STUDY QUESTIONS ▸
**a.** Write out the Dragon Mountain passage word for word, from "Upon the opening" to "the ride's appearance.".
**b.** Continue the passage on the Dragon Mountain roller coaster from its final sentence onward.

Dragon Mountain was a steel roller coaster located at Marineland of Canada near Niagara Falls, Ontario. Built by Arrow Huss, it opened to the public on July 16, 1983. At its opening, it claimed to have the longest ride time of 3 minutes and 30 seconds and the longest track length of 5500 ft, though both of these statistics were exceeded by The Beast four years earlier.

Dragon Mountain reaches a maximum elevation of 186 ft, which is considered the total difference in height experienced throughout the course of the ride, as the roller coaster's support structure follows closely to the terrain. The ride covers 30 acre of land and claimed to be the "world's largest" roller coaster on that basis; however, The Beast at Kings Island opened four years earlier and travels across 36 acre of land, meaning that Dragon Mountain never actually held that record.

Upon the opening in the early 80s, the ride was missing the proposed volcano facade around the helix, and the miniature waterfalls built around the stretch of track after exiting the first tunnel. These unthemed parts of the ride had nothing but the framework, which was constructed along with the track. In 2006, Marineland decided to complete the volcano to improve the ride's appearance.

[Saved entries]
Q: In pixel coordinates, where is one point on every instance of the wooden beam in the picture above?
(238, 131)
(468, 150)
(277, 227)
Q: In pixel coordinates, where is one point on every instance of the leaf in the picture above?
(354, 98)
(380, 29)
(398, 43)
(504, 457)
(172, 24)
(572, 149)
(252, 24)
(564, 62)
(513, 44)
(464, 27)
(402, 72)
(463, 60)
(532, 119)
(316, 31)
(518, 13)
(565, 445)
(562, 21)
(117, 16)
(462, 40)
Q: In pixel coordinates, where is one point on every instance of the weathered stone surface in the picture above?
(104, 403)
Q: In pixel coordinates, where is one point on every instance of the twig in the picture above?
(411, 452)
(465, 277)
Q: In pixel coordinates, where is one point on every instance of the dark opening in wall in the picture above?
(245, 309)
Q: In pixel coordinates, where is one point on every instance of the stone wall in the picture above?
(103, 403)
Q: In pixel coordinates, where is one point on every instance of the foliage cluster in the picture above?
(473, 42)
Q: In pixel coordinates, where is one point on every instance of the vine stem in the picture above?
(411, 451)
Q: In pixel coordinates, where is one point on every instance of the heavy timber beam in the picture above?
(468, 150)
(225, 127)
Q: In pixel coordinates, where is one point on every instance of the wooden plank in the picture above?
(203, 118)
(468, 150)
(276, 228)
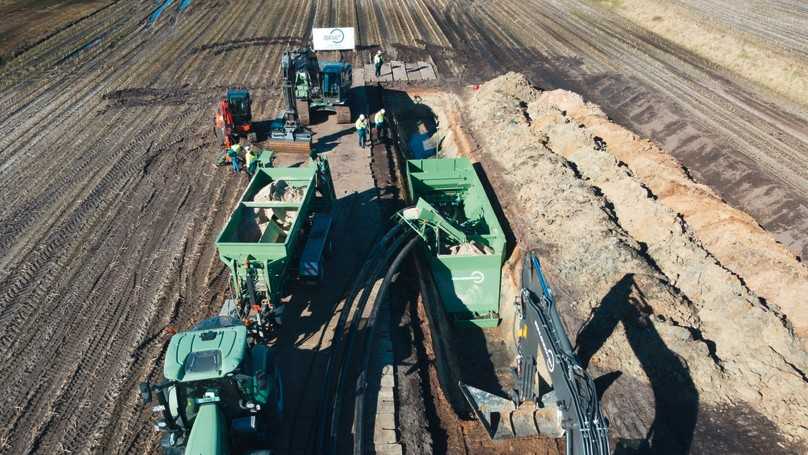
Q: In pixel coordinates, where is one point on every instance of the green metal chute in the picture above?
(207, 435)
(455, 218)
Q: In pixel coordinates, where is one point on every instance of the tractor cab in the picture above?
(219, 391)
(240, 106)
(336, 81)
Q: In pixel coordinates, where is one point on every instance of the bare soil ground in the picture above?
(654, 309)
(110, 202)
(26, 23)
(763, 49)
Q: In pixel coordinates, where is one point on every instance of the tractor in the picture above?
(321, 85)
(222, 392)
(233, 119)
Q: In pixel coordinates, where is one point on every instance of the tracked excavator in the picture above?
(572, 408)
(322, 85)
(233, 117)
(288, 133)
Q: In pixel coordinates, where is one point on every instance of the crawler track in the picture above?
(110, 207)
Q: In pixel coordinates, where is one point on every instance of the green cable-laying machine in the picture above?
(222, 389)
(454, 216)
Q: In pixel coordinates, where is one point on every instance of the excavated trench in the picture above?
(668, 315)
(112, 204)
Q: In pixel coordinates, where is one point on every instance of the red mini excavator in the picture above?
(233, 118)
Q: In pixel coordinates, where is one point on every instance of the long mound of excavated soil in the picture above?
(660, 280)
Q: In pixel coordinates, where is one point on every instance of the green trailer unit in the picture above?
(469, 284)
(262, 239)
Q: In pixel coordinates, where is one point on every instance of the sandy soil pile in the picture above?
(732, 236)
(688, 347)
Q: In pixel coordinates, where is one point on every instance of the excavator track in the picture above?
(303, 112)
(289, 146)
(343, 114)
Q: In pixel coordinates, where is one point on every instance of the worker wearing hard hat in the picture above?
(232, 153)
(378, 60)
(378, 122)
(251, 160)
(361, 129)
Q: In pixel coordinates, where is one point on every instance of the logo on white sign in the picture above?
(333, 39)
(477, 277)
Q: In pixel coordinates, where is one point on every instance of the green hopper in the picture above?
(468, 280)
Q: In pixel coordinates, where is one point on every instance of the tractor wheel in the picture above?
(219, 133)
(343, 114)
(303, 112)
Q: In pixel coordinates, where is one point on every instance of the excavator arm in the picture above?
(572, 408)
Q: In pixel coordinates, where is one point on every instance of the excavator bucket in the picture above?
(503, 420)
(491, 410)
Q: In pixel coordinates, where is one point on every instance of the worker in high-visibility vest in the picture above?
(378, 60)
(378, 122)
(361, 129)
(232, 153)
(251, 160)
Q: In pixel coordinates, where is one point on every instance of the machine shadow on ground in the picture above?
(304, 342)
(676, 400)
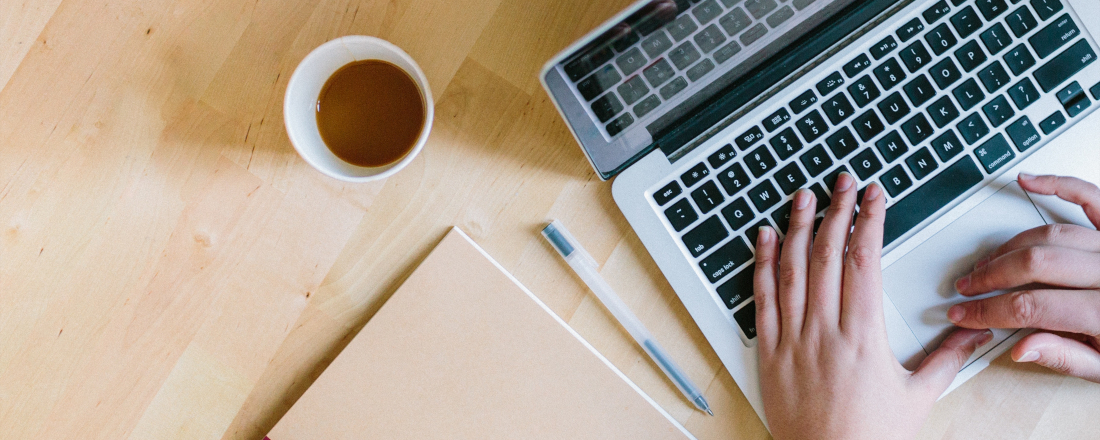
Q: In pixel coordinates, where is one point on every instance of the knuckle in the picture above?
(1024, 307)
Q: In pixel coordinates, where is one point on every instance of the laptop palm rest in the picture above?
(922, 283)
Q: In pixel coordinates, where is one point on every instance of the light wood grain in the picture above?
(171, 268)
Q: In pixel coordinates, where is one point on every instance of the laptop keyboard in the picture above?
(928, 112)
(641, 72)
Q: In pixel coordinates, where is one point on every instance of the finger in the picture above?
(1070, 189)
(1076, 311)
(1057, 234)
(793, 263)
(1062, 354)
(937, 371)
(862, 273)
(1056, 266)
(826, 259)
(765, 285)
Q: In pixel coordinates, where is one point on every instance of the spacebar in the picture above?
(928, 198)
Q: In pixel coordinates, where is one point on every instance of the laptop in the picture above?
(710, 114)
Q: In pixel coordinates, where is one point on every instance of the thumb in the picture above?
(937, 371)
(1062, 354)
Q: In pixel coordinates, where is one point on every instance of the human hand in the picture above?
(1064, 262)
(826, 369)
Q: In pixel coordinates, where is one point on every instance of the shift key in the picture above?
(1059, 68)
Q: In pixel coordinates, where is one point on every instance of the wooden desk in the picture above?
(171, 268)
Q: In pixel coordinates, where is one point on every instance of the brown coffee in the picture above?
(370, 113)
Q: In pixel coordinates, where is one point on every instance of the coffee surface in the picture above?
(370, 113)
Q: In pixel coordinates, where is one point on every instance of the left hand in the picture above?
(826, 369)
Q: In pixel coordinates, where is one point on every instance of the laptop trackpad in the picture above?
(922, 283)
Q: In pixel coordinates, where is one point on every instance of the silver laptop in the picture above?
(712, 113)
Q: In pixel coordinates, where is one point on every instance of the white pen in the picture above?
(585, 267)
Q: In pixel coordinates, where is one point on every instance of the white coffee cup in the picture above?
(299, 106)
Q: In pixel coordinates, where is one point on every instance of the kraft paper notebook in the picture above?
(463, 351)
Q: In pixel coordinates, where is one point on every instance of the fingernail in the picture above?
(872, 193)
(1029, 356)
(963, 284)
(843, 182)
(956, 314)
(802, 199)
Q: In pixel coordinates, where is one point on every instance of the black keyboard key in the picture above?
(705, 235)
(947, 146)
(943, 111)
(812, 125)
(1046, 9)
(667, 193)
(990, 9)
(945, 74)
(707, 197)
(993, 77)
(928, 198)
(998, 111)
(726, 260)
(994, 153)
(681, 215)
(867, 125)
(1023, 94)
(695, 175)
(937, 11)
(765, 196)
(864, 90)
(920, 90)
(916, 129)
(749, 138)
(619, 123)
(1022, 133)
(883, 47)
(734, 178)
(968, 95)
(921, 163)
(1053, 122)
(1065, 65)
(777, 120)
(1021, 21)
(893, 108)
(816, 161)
(606, 107)
(1019, 59)
(889, 74)
(737, 213)
(866, 164)
(785, 143)
(746, 319)
(837, 108)
(891, 146)
(895, 180)
(970, 55)
(996, 39)
(941, 39)
(831, 83)
(790, 178)
(966, 22)
(1054, 36)
(803, 101)
(910, 30)
(915, 56)
(842, 143)
(859, 64)
(972, 129)
(738, 289)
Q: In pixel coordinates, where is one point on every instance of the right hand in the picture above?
(1064, 262)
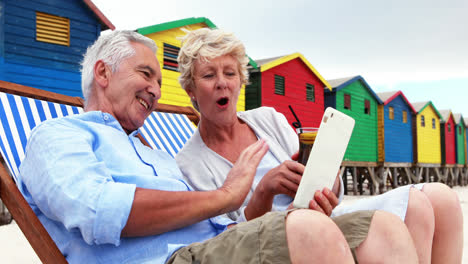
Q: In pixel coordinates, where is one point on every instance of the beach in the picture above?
(15, 249)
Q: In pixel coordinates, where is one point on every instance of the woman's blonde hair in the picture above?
(204, 45)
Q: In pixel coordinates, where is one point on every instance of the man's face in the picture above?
(134, 89)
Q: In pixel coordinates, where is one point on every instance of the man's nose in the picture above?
(155, 90)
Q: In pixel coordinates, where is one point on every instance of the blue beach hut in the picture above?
(42, 42)
(395, 128)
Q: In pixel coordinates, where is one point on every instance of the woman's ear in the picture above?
(190, 94)
(101, 74)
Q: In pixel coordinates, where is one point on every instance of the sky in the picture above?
(417, 46)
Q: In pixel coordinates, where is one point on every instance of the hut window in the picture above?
(347, 102)
(391, 114)
(367, 107)
(52, 29)
(405, 116)
(310, 92)
(170, 57)
(279, 84)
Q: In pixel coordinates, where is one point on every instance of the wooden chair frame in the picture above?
(32, 228)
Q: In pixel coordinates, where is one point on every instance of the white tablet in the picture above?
(326, 156)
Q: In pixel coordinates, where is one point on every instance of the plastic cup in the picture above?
(307, 137)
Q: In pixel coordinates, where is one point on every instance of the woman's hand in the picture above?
(283, 179)
(239, 179)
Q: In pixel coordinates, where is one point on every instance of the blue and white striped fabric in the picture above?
(167, 131)
(18, 116)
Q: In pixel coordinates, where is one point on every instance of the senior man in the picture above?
(104, 197)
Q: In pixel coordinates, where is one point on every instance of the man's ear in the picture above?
(101, 73)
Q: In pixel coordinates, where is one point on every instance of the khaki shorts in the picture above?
(263, 240)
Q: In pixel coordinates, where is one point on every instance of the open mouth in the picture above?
(223, 101)
(143, 103)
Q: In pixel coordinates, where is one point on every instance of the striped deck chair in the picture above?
(167, 131)
(22, 108)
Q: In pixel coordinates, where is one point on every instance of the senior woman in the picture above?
(213, 65)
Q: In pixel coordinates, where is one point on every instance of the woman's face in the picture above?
(217, 87)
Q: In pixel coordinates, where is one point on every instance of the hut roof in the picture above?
(420, 106)
(105, 23)
(182, 23)
(458, 118)
(387, 97)
(338, 84)
(266, 64)
(446, 113)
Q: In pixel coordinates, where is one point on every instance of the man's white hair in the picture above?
(112, 49)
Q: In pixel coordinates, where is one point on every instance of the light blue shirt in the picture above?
(79, 175)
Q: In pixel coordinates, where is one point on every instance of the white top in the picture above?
(206, 170)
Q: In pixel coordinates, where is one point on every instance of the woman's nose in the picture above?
(221, 82)
(155, 90)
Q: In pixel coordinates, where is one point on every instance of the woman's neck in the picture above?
(229, 139)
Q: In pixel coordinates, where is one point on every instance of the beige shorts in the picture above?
(263, 240)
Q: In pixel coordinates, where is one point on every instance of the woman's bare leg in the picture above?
(420, 222)
(448, 233)
(388, 241)
(314, 237)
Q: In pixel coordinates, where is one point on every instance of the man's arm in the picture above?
(155, 212)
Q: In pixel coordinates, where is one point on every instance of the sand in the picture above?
(15, 249)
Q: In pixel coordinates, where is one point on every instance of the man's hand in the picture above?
(324, 201)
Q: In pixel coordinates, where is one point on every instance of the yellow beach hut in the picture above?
(166, 36)
(427, 148)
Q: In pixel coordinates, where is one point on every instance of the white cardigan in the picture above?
(205, 170)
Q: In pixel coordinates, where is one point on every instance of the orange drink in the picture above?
(306, 141)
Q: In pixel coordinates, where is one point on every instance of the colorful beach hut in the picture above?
(286, 81)
(447, 137)
(460, 138)
(354, 97)
(466, 140)
(42, 42)
(166, 36)
(426, 127)
(395, 129)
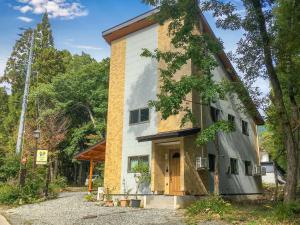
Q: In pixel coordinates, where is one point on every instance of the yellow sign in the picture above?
(41, 157)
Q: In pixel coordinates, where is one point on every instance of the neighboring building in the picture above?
(136, 133)
(271, 170)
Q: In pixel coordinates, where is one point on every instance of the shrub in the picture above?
(210, 205)
(9, 193)
(57, 185)
(98, 182)
(89, 198)
(286, 211)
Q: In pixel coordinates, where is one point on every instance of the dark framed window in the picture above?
(139, 116)
(211, 162)
(231, 118)
(144, 114)
(215, 114)
(135, 160)
(234, 166)
(248, 168)
(245, 128)
(134, 116)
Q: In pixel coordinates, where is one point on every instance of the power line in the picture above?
(25, 97)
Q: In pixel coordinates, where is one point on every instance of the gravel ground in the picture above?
(71, 209)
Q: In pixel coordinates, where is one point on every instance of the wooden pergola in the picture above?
(95, 153)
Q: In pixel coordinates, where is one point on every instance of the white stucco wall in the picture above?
(235, 145)
(140, 87)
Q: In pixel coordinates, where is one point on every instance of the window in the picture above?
(135, 160)
(245, 128)
(139, 116)
(134, 116)
(248, 168)
(211, 162)
(231, 118)
(144, 114)
(215, 114)
(233, 166)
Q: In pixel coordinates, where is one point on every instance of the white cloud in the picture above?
(25, 19)
(87, 47)
(70, 42)
(64, 9)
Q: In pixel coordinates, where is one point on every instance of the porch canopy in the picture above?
(95, 153)
(169, 134)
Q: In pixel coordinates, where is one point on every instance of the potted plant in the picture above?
(142, 176)
(108, 198)
(125, 202)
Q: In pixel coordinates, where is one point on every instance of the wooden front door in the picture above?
(174, 172)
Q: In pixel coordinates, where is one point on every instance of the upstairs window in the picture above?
(234, 166)
(211, 162)
(139, 116)
(245, 128)
(133, 161)
(248, 168)
(215, 114)
(144, 114)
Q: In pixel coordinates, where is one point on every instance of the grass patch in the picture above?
(248, 213)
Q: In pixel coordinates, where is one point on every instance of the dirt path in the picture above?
(71, 209)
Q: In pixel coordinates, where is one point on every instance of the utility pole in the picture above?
(25, 96)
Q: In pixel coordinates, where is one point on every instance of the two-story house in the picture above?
(136, 133)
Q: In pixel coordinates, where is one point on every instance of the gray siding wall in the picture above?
(235, 145)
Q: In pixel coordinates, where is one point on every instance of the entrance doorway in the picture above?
(174, 174)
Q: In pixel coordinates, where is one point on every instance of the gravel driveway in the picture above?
(71, 209)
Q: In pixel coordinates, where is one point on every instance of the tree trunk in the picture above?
(80, 174)
(75, 173)
(276, 181)
(51, 171)
(46, 191)
(292, 159)
(55, 167)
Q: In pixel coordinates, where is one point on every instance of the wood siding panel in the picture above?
(113, 159)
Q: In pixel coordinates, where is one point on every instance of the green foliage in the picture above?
(10, 167)
(98, 182)
(11, 193)
(56, 186)
(8, 193)
(210, 205)
(89, 198)
(286, 211)
(143, 173)
(209, 134)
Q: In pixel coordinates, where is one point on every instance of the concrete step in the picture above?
(159, 202)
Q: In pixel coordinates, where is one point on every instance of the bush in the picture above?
(287, 211)
(210, 205)
(89, 198)
(98, 182)
(57, 185)
(9, 194)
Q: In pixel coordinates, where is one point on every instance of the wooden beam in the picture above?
(90, 177)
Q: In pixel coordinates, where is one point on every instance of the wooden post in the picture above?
(90, 177)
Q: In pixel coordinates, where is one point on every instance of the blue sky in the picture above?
(78, 30)
(77, 24)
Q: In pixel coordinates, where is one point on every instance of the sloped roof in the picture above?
(144, 20)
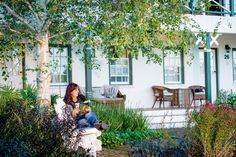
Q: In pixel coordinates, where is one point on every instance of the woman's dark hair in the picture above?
(72, 86)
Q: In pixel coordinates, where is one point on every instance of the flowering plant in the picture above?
(213, 131)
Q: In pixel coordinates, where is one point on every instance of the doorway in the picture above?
(214, 71)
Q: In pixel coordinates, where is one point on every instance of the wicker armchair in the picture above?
(198, 93)
(162, 94)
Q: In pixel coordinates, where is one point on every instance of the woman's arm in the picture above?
(75, 112)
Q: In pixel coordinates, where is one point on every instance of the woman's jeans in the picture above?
(88, 120)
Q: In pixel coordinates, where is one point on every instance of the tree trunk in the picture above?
(44, 77)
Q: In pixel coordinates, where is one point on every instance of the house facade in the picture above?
(135, 78)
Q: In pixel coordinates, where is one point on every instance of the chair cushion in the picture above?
(200, 93)
(167, 93)
(110, 92)
(156, 94)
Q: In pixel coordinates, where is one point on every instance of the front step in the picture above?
(167, 118)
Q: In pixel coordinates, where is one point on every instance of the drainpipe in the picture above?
(88, 68)
(207, 58)
(232, 7)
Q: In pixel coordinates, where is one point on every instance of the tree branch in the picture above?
(64, 32)
(14, 14)
(35, 14)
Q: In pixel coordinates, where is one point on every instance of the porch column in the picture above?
(88, 68)
(232, 7)
(207, 58)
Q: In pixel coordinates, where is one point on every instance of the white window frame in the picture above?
(177, 59)
(66, 48)
(234, 64)
(119, 66)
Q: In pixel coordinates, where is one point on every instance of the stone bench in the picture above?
(108, 95)
(86, 138)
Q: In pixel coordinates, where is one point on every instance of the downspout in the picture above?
(207, 58)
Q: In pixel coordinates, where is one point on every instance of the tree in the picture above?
(120, 25)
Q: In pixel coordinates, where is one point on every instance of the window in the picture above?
(173, 67)
(120, 71)
(59, 65)
(234, 64)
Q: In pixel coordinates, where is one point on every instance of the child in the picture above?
(86, 109)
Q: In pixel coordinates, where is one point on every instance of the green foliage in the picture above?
(226, 97)
(121, 119)
(213, 131)
(14, 147)
(117, 138)
(30, 131)
(111, 139)
(9, 95)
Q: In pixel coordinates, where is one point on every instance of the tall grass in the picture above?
(121, 119)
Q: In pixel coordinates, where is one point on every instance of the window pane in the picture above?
(172, 68)
(119, 71)
(234, 65)
(59, 65)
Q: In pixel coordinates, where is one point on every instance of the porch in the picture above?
(170, 117)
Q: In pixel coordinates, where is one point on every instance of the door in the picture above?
(214, 73)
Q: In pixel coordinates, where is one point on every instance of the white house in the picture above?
(135, 78)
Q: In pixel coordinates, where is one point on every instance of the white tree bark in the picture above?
(44, 77)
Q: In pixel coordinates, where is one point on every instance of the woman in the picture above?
(73, 98)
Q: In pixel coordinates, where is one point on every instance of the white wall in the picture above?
(225, 65)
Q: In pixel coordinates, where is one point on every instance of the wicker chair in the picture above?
(198, 93)
(162, 94)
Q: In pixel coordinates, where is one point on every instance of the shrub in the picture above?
(120, 119)
(9, 95)
(30, 132)
(213, 131)
(227, 97)
(116, 138)
(29, 94)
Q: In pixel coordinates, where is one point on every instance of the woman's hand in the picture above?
(75, 112)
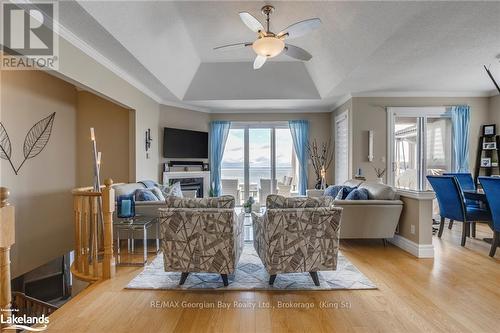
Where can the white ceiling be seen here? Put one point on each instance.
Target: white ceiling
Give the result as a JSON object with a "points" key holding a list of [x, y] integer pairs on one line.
{"points": [[362, 48]]}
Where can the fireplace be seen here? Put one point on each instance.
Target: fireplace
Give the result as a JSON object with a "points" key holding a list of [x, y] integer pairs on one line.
{"points": [[190, 184], [190, 180]]}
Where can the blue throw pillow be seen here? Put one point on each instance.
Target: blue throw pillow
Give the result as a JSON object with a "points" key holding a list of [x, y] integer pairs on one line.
{"points": [[344, 192], [144, 195], [333, 190], [358, 194]]}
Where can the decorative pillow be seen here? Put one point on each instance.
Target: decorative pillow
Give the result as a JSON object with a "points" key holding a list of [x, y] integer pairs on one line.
{"points": [[378, 191], [149, 183], [275, 201], [333, 190], [158, 193], [353, 182], [144, 194], [125, 206], [358, 194], [225, 201], [173, 190], [344, 192]]}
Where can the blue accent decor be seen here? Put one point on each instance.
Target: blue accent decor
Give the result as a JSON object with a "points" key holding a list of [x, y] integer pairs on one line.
{"points": [[460, 117], [452, 204], [344, 192], [218, 133], [466, 183], [126, 206], [149, 183], [332, 190], [358, 194], [145, 195], [464, 179], [491, 187], [300, 135]]}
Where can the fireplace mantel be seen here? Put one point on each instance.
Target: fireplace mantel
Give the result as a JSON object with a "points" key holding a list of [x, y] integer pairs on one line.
{"points": [[167, 176]]}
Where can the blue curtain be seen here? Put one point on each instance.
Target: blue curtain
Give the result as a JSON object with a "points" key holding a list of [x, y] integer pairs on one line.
{"points": [[218, 133], [300, 135], [460, 117]]}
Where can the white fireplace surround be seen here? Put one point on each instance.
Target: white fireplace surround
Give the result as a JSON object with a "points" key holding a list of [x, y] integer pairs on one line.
{"points": [[167, 176]]}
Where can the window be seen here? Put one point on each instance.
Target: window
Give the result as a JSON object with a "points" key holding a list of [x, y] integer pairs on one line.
{"points": [[420, 141], [341, 148], [258, 160]]}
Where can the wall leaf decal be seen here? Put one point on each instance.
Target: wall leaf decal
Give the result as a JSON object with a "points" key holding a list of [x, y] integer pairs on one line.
{"points": [[5, 146], [37, 138]]}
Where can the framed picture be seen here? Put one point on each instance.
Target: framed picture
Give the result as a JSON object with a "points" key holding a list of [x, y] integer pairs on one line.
{"points": [[489, 130], [486, 162], [489, 145]]}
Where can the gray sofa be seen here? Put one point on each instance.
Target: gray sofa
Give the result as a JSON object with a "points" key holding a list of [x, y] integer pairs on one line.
{"points": [[144, 208], [375, 218]]}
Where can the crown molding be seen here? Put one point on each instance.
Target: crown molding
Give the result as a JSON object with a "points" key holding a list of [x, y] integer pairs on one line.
{"points": [[423, 94], [101, 59]]}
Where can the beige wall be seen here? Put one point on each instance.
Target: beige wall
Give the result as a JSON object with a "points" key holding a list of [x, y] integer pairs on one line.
{"points": [[494, 111], [111, 124], [41, 191], [319, 127], [369, 113]]}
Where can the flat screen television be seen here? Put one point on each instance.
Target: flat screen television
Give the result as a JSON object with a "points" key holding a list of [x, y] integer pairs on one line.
{"points": [[179, 143]]}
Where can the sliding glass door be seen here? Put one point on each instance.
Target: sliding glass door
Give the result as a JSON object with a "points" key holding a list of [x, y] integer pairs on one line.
{"points": [[420, 144], [259, 160]]}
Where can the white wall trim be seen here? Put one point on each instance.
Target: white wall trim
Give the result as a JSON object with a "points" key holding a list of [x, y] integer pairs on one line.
{"points": [[418, 250], [423, 94], [94, 54]]}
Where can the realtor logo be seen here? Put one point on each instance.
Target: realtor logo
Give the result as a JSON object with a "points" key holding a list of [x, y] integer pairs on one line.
{"points": [[29, 36]]}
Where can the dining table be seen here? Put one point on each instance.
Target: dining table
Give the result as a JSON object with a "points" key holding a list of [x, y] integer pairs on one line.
{"points": [[479, 196]]}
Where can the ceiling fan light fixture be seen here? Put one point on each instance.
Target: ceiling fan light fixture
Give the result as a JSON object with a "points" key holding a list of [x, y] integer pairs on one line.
{"points": [[268, 46]]}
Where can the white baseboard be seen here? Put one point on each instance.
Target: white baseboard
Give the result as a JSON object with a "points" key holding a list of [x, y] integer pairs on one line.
{"points": [[418, 250]]}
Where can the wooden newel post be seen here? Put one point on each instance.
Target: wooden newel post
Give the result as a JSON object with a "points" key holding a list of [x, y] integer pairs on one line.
{"points": [[108, 207], [7, 239]]}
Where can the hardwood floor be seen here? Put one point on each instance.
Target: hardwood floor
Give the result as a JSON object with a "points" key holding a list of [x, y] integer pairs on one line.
{"points": [[457, 291]]}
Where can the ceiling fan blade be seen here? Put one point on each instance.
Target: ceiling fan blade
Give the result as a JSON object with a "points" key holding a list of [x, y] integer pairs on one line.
{"points": [[300, 28], [297, 52], [251, 22], [233, 46], [259, 61]]}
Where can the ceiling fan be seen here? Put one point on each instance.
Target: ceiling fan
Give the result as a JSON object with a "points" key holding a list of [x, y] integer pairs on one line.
{"points": [[268, 44]]}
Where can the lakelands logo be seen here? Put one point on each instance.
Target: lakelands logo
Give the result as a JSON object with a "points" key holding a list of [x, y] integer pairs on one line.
{"points": [[29, 35], [24, 322]]}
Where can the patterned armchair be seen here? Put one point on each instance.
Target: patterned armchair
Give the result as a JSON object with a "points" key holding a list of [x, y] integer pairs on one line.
{"points": [[201, 235], [298, 235]]}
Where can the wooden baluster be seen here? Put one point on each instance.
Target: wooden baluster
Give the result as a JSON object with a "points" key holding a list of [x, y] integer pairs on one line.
{"points": [[85, 234], [77, 203], [108, 207], [95, 249], [7, 239]]}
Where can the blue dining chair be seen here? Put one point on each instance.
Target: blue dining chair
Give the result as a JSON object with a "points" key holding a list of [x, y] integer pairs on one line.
{"points": [[491, 187], [466, 182], [452, 204]]}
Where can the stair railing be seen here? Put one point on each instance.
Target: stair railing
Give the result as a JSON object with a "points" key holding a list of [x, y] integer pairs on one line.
{"points": [[7, 239]]}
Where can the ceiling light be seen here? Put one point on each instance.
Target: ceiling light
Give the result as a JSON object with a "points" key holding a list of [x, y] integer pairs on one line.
{"points": [[268, 46]]}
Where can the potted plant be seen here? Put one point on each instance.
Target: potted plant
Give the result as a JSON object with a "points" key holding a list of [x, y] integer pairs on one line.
{"points": [[247, 206], [321, 157]]}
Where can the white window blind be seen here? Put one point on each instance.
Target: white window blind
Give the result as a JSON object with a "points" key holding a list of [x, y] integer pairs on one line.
{"points": [[341, 149]]}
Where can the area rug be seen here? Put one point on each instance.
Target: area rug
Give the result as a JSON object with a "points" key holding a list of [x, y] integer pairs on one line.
{"points": [[251, 275]]}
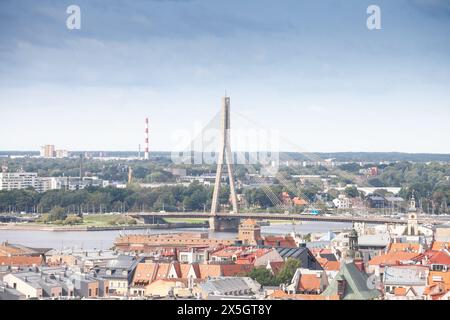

ANSWERS TO THE EXERCISE ▸
**a.**
Upon the opening in the early 80s, the ride was missing the proposed volcano facade around the helix, and the miniature waterfalls built around the stretch of track after exiting the first tunnel. These unthemed parts of the ride had nothing but the framework, which was constructed along with the track. In 2006, Marineland decided to complete the volcano to improve the ride's appearance.

**b.**
== Ride experience ==
The riders are first welcomed at the base of the mountain by a long path. At the end of the path lies the dragon's cave, which is carved to look like an actual dragon's head. The queue and station inside are almost in complete darkness. The station, however, is lit up more than the queue, because it would make operating the ride extremely difficult for the ride operators and attendants. Upon exiting the station, the riders are brought back outside climbing up the lush-green hill. Throughout most of the ride, the track follows the terrain closely.